[START Dataset excerpts]
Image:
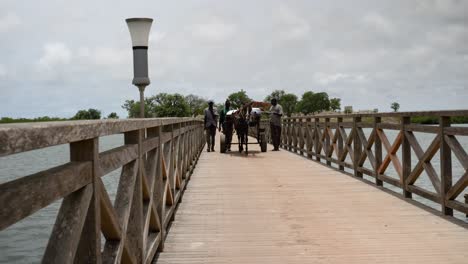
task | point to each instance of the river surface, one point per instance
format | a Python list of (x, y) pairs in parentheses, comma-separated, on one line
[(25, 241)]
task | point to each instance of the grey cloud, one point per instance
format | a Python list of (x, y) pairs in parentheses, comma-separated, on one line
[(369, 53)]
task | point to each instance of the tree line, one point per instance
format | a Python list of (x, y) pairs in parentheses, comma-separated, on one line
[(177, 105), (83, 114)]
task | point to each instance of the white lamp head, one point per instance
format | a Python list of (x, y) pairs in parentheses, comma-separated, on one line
[END Dataset excerpts]
[START Dataset excerpts]
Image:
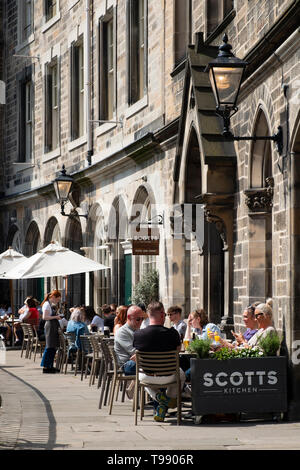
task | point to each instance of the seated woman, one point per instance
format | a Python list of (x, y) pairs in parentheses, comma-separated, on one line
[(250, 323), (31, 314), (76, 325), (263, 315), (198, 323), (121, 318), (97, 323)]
[END Dataset excerpts]
Your task: Rewrite the items between the lines holding "task | point to each instance of the grey" and "[(369, 53)]", inclusive, and keep the requests unchanged. Scale every coordinate in the answers by 2.35, round each result to a whole number with halves going up, and give only those lines.

Answer for this exercise:
task | point to each instance of the grey cloud, one point per instance
format | a Python list of (x, y) pairs in parentheses, comma-separated, on one line
[(867, 125)]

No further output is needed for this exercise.